++++ RECORDED DATA ++++

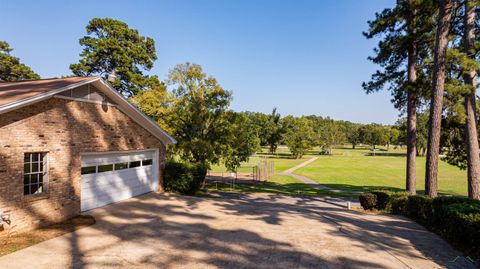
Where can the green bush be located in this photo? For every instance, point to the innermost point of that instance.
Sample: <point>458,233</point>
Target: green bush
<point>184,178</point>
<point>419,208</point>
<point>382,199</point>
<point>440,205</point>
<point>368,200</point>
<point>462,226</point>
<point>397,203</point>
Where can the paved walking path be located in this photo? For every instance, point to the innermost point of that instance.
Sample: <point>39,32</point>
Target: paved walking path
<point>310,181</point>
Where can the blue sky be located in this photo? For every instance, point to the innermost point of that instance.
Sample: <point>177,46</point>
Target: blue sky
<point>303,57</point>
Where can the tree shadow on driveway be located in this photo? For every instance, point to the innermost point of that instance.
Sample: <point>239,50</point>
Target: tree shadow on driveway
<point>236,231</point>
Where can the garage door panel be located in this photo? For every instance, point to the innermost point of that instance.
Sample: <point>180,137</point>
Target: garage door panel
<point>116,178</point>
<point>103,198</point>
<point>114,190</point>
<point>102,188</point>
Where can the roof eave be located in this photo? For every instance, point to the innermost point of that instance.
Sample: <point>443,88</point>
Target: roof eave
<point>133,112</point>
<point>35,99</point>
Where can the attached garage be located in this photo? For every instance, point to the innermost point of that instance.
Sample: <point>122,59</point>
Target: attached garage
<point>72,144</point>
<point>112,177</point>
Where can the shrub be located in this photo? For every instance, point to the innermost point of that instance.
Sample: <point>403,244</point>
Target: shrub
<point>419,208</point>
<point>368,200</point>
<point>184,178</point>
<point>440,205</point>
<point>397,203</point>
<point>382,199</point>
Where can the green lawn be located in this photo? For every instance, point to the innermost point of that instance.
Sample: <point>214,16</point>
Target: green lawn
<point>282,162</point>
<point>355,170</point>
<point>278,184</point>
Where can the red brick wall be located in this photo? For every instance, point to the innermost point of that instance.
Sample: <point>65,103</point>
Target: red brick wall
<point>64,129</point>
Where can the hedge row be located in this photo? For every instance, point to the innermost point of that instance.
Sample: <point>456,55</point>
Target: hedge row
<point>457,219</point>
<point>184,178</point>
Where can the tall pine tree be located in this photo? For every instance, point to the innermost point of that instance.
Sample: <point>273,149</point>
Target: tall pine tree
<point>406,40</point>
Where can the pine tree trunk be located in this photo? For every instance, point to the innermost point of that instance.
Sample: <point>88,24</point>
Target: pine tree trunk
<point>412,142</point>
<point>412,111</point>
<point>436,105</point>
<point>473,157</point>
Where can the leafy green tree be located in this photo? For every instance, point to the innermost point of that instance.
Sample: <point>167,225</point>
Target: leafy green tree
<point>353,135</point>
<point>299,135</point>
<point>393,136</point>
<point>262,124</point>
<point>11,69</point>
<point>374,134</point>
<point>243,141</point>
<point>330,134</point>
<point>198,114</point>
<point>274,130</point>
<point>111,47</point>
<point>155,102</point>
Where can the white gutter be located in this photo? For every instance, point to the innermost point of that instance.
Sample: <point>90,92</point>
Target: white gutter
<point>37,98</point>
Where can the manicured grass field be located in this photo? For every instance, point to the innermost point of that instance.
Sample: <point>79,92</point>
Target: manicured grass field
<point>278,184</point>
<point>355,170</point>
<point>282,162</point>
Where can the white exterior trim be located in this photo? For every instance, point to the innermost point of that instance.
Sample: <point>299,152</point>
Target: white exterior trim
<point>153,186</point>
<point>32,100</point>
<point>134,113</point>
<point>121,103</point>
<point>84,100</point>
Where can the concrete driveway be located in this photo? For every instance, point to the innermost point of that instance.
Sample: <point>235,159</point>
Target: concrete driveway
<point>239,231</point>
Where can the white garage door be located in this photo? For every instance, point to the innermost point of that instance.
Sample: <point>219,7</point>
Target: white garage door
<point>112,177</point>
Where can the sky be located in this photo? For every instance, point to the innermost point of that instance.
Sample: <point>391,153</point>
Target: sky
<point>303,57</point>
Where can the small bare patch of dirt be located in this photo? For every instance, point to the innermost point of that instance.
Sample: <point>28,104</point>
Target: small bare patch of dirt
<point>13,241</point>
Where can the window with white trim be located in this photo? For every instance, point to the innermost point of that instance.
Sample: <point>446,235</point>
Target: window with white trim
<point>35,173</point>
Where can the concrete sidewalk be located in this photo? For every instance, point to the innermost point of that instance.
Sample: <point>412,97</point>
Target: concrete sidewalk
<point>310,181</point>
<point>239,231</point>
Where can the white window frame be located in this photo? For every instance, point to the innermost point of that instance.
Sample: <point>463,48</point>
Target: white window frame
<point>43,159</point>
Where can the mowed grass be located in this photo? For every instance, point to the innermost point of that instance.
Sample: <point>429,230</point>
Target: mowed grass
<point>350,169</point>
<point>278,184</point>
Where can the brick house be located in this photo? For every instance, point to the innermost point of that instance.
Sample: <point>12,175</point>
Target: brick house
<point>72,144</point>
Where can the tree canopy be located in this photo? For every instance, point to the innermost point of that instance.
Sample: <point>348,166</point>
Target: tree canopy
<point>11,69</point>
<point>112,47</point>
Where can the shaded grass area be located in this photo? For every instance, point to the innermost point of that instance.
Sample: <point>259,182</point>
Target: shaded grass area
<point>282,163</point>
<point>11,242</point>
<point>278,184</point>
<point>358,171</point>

++++
++++ RECORDED DATA ++++

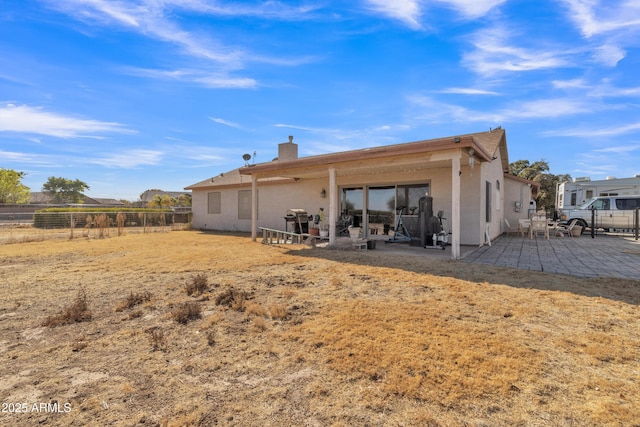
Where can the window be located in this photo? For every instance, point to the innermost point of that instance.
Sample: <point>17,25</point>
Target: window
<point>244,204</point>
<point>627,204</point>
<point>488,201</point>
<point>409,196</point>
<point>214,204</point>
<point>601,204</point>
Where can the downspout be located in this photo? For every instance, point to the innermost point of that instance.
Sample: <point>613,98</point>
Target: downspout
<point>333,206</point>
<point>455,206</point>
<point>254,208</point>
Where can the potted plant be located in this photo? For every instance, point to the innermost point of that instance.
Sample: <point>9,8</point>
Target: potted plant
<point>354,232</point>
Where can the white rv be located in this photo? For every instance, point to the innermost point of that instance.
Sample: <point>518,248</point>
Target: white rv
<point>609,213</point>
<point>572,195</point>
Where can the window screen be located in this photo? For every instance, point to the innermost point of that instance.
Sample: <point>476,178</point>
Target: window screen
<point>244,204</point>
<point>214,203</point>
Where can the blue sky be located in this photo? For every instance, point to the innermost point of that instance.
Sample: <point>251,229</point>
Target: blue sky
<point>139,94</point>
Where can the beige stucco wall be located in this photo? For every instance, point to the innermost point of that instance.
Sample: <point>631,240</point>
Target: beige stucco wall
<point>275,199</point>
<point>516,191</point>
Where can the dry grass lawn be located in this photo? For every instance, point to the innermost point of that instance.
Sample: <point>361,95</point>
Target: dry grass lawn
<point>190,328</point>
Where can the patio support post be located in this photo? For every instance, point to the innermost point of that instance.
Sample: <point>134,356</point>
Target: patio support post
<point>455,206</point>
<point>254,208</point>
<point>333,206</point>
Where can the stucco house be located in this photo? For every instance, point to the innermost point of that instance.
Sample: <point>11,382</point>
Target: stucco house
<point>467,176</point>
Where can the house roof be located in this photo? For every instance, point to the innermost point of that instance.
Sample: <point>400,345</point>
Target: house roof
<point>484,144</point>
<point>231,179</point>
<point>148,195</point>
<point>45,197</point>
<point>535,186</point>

++++

## DIRECTIONS
Reproduce only the lines above, starting at the line with "Where can the mowed" and ending at the line with "Where can the brick", exactly as written.

## YOUR SOLUTION
Where can the mowed grass be located in this photo? For every instance, point to the innermost point of that instance.
Sample: <point>429,230</point>
Target: mowed grass
<point>350,169</point>
<point>278,184</point>
Where can the brick house be located in this photo? For every instance, point to the innermost point of that instance.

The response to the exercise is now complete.